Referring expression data
_____
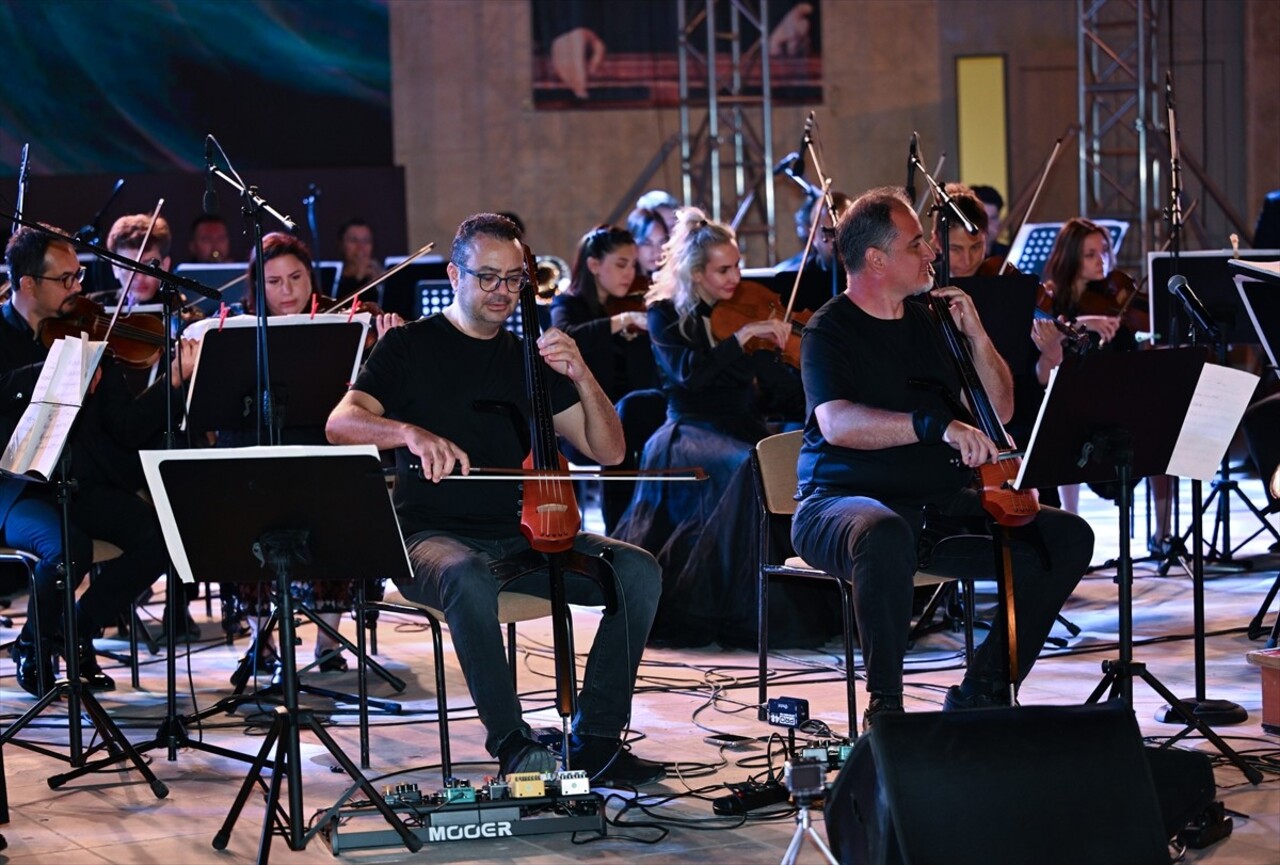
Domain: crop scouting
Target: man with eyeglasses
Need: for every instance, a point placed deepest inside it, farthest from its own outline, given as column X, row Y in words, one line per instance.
column 103, row 447
column 448, row 393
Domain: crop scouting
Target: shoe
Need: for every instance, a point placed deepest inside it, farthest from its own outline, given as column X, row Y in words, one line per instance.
column 611, row 764
column 91, row 673
column 958, row 700
column 30, row 664
column 1160, row 547
column 332, row 662
column 266, row 663
column 881, row 705
column 519, row 753
column 190, row 631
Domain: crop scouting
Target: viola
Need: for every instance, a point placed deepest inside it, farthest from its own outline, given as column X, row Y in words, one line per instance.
column 136, row 341
column 758, row 302
column 1116, row 296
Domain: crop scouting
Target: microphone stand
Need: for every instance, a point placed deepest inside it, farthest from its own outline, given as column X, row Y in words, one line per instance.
column 1211, row 712
column 311, row 201
column 254, row 206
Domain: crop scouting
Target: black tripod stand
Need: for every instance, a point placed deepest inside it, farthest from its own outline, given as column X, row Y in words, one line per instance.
column 72, row 687
column 1083, row 439
column 280, row 550
column 275, row 515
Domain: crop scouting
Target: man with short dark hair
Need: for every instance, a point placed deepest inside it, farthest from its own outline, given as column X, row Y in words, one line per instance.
column 126, row 239
column 881, row 452
column 103, row 447
column 210, row 241
column 965, row 252
column 428, row 390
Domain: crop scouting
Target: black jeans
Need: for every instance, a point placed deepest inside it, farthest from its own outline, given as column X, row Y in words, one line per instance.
column 96, row 512
column 452, row 573
column 876, row 548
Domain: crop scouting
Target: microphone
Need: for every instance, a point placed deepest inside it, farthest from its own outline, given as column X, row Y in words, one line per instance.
column 1179, row 288
column 210, row 193
column 912, row 158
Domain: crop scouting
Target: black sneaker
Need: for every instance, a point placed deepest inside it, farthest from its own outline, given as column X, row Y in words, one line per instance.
column 956, row 700
column 611, row 764
column 880, row 705
column 519, row 753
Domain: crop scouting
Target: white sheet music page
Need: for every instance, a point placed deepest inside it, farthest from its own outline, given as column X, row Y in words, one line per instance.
column 1219, row 402
column 42, row 430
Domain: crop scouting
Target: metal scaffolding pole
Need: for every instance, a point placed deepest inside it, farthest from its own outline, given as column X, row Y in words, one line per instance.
column 1119, row 104
column 726, row 156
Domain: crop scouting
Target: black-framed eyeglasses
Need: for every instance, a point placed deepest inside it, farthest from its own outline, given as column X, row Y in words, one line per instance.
column 490, row 282
column 65, row 279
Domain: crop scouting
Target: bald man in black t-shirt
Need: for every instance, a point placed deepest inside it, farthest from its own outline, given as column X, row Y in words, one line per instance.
column 881, row 452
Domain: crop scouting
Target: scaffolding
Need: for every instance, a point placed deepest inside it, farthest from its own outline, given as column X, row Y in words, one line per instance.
column 1119, row 108
column 726, row 117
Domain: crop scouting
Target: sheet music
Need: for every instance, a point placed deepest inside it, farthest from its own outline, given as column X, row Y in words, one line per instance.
column 1219, row 402
column 42, row 430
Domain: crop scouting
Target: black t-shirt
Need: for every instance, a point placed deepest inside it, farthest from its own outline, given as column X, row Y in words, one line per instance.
column 467, row 390
column 850, row 355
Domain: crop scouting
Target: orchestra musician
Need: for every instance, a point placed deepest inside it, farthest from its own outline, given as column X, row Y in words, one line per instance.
column 878, row 452
column 1077, row 265
column 650, row 233
column 126, row 239
column 110, row 428
column 823, row 277
column 210, row 241
column 716, row 412
column 417, row 393
column 606, row 317
column 288, row 291
column 359, row 266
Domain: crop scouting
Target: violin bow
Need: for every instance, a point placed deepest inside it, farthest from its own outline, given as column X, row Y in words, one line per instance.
column 391, row 273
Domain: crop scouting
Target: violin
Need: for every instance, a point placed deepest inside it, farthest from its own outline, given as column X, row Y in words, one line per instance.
column 1115, row 296
column 136, row 341
column 758, row 302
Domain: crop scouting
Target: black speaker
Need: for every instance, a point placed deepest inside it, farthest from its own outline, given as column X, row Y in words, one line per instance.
column 999, row 786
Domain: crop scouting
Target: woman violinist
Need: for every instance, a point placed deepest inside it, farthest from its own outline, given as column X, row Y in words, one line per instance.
column 1084, row 289
column 607, row 320
column 702, row 532
column 288, row 291
column 650, row 233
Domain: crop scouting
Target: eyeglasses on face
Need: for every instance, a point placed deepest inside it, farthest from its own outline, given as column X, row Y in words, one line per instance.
column 490, row 282
column 68, row 280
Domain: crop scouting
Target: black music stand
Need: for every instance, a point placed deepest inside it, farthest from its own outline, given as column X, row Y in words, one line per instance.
column 1258, row 285
column 69, row 686
column 1083, row 439
column 277, row 522
column 312, row 362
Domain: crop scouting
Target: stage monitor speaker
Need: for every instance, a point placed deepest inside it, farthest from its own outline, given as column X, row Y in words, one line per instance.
column 1001, row 786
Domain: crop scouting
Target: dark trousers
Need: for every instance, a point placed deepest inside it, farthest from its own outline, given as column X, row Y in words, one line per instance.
column 96, row 512
column 876, row 548
column 452, row 573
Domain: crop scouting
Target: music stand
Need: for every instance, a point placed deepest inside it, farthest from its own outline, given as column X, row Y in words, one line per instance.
column 54, row 402
column 312, row 361
column 1155, row 421
column 277, row 522
column 1258, row 284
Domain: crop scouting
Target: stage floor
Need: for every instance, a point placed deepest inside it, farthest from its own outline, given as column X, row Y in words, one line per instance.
column 685, row 695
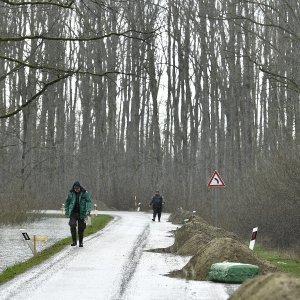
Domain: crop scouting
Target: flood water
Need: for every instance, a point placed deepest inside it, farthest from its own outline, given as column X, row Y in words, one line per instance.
column 13, row 247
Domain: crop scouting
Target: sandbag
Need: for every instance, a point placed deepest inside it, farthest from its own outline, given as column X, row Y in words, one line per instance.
column 231, row 272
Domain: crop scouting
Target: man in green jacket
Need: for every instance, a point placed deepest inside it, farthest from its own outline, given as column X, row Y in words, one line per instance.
column 77, row 206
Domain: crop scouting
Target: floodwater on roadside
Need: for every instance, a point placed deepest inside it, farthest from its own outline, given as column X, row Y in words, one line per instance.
column 13, row 247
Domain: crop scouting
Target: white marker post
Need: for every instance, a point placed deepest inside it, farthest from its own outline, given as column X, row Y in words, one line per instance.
column 253, row 238
column 27, row 240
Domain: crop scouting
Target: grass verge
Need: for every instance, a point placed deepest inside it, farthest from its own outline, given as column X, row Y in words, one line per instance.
column 9, row 273
column 283, row 261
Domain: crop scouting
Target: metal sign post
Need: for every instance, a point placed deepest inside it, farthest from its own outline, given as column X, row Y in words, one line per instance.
column 215, row 181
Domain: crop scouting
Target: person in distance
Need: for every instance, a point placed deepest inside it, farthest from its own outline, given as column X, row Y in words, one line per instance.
column 78, row 205
column 156, row 203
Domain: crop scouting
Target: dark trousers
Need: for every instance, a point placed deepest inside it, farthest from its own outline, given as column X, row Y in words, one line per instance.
column 74, row 220
column 157, row 210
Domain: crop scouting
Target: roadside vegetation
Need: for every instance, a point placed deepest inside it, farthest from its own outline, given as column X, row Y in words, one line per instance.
column 287, row 262
column 9, row 273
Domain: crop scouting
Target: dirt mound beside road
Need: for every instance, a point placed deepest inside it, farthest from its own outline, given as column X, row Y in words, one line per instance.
column 220, row 250
column 194, row 235
column 180, row 216
column 276, row 286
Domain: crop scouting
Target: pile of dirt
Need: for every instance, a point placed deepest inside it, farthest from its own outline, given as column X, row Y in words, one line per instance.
column 195, row 234
column 102, row 206
column 220, row 250
column 276, row 286
column 180, row 216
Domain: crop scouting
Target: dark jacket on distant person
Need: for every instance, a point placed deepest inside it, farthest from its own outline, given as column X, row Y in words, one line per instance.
column 85, row 203
column 157, row 202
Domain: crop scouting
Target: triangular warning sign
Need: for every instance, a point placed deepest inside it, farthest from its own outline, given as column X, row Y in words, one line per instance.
column 216, row 180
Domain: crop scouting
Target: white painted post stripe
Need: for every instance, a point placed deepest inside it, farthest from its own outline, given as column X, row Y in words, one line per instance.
column 27, row 239
column 253, row 238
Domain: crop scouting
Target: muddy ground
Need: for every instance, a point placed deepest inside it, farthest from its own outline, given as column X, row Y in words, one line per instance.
column 275, row 286
column 208, row 245
column 220, row 250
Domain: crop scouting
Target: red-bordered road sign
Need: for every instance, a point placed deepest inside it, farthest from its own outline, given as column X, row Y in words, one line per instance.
column 216, row 180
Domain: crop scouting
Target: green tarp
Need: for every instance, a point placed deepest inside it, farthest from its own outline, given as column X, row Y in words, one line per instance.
column 232, row 272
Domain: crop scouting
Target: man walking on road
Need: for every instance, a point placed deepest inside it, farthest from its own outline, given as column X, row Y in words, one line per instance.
column 77, row 206
column 157, row 203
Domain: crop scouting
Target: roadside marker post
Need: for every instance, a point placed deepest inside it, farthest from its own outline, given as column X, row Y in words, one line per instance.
column 27, row 240
column 253, row 238
column 32, row 245
column 215, row 181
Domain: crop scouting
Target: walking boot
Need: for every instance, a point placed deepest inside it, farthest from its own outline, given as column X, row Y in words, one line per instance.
column 74, row 237
column 80, row 234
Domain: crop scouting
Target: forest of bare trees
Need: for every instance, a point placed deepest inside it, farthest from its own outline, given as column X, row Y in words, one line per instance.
column 132, row 96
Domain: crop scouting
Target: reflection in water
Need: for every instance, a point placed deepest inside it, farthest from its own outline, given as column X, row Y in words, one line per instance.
column 14, row 249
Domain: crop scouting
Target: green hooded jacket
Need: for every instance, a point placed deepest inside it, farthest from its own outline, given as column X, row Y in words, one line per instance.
column 85, row 203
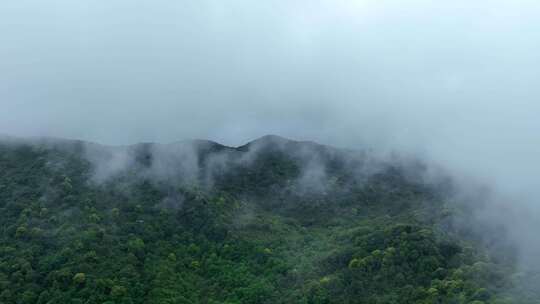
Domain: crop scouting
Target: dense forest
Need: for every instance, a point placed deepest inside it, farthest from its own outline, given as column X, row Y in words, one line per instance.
column 273, row 221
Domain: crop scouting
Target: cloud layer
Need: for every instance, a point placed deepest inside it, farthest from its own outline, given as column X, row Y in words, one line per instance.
column 453, row 81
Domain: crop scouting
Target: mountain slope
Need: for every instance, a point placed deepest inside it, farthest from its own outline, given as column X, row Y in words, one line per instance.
column 273, row 221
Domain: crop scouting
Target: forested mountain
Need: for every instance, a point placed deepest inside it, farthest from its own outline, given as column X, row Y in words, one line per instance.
column 273, row 221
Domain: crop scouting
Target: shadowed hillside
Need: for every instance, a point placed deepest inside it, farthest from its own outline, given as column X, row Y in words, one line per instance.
column 272, row 221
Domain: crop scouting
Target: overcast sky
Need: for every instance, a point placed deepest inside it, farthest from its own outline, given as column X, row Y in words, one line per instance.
column 458, row 81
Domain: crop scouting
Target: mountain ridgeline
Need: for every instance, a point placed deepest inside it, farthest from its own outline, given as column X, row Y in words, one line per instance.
column 273, row 221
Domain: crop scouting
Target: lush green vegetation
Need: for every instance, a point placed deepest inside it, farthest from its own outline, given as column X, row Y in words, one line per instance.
column 250, row 238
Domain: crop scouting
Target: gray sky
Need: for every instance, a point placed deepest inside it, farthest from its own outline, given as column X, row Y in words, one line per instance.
column 457, row 81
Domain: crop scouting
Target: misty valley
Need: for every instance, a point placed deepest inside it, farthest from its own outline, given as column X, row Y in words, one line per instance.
column 272, row 221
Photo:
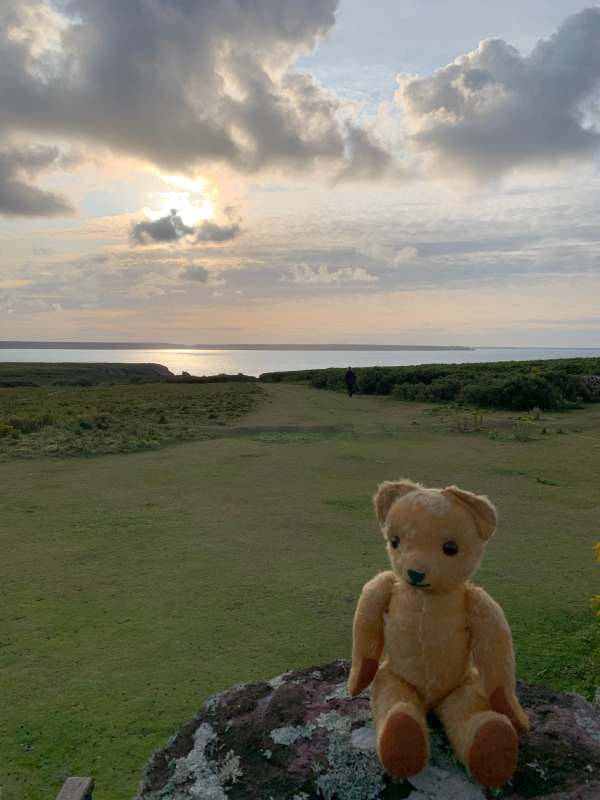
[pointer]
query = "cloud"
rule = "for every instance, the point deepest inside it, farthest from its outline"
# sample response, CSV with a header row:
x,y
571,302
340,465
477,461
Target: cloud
x,y
210,231
493,110
18,196
195,274
321,275
171,228
180,83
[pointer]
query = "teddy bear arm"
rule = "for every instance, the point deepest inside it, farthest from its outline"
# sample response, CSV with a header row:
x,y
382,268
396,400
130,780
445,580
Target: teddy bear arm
x,y
492,648
367,632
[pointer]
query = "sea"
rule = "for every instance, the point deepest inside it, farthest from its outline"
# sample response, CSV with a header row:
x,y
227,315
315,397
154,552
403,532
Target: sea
x,y
256,362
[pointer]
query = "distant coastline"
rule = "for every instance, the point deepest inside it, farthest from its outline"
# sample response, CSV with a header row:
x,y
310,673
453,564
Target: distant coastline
x,y
166,346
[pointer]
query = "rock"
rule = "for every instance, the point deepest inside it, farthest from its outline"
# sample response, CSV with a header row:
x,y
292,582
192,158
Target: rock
x,y
301,737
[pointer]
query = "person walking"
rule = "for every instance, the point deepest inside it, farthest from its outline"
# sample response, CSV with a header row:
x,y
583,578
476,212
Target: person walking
x,y
350,381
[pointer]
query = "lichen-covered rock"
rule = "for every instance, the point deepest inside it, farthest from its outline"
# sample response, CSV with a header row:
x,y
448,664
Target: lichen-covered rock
x,y
301,737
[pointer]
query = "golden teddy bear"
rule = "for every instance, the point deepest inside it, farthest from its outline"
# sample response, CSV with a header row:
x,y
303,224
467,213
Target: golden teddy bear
x,y
445,642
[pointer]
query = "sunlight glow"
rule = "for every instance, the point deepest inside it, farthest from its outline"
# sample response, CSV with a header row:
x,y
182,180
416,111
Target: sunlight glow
x,y
193,205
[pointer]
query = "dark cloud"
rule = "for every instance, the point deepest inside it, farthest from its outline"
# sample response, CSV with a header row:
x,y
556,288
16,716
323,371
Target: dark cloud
x,y
493,110
179,83
171,228
18,196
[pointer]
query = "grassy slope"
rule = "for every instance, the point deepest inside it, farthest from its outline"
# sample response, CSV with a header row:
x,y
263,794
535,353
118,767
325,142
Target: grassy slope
x,y
117,418
134,586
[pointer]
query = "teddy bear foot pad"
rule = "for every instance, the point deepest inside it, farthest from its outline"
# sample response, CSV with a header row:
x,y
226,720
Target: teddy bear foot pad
x,y
402,747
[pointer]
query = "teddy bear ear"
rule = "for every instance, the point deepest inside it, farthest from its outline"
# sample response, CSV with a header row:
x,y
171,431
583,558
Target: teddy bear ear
x,y
481,509
387,493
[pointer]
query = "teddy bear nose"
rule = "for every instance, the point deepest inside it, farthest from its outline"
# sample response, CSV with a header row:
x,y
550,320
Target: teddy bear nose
x,y
414,576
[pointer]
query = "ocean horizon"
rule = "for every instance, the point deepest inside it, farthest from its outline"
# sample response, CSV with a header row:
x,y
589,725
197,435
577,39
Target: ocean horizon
x,y
255,360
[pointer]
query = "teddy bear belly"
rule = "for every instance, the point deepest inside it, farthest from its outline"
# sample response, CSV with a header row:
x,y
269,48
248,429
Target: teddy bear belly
x,y
433,661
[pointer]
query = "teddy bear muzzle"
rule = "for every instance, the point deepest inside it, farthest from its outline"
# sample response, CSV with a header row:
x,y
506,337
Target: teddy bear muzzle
x,y
417,578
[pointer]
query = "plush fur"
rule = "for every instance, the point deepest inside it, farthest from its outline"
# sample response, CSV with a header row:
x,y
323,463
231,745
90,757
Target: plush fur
x,y
428,639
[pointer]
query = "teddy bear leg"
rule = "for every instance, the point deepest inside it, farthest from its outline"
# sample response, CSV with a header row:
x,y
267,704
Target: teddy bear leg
x,y
399,715
483,740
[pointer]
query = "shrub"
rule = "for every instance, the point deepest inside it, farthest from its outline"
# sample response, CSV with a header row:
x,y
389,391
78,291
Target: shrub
x,y
30,424
467,421
524,430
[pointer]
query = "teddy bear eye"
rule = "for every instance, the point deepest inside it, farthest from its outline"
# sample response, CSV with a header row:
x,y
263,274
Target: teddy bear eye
x,y
450,548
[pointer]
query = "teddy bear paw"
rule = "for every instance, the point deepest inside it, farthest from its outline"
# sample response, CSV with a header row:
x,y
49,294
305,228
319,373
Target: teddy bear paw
x,y
402,745
506,703
494,753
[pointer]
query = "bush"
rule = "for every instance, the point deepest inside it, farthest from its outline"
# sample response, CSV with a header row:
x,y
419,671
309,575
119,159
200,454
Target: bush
x,y
524,430
512,385
30,424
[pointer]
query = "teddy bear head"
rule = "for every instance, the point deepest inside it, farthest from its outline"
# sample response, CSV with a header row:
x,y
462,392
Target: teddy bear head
x,y
435,537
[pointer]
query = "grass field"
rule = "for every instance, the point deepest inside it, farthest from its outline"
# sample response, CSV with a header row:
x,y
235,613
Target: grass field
x,y
134,586
71,421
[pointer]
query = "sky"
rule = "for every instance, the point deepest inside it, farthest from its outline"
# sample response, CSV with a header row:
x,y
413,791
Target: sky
x,y
218,171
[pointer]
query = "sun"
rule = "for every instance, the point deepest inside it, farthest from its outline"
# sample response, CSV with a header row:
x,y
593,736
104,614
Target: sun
x,y
192,204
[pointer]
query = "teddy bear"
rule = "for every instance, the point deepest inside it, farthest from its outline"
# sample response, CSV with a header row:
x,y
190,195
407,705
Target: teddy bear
x,y
428,639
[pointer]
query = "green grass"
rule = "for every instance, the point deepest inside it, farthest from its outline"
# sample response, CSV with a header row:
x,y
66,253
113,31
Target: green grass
_____
**Task objective**
Please find, in the entries above, every line where "dirt" occurs, and copy it.

**Answer for this exercise**
Target: dirt mound beside road
Target: pile of dirt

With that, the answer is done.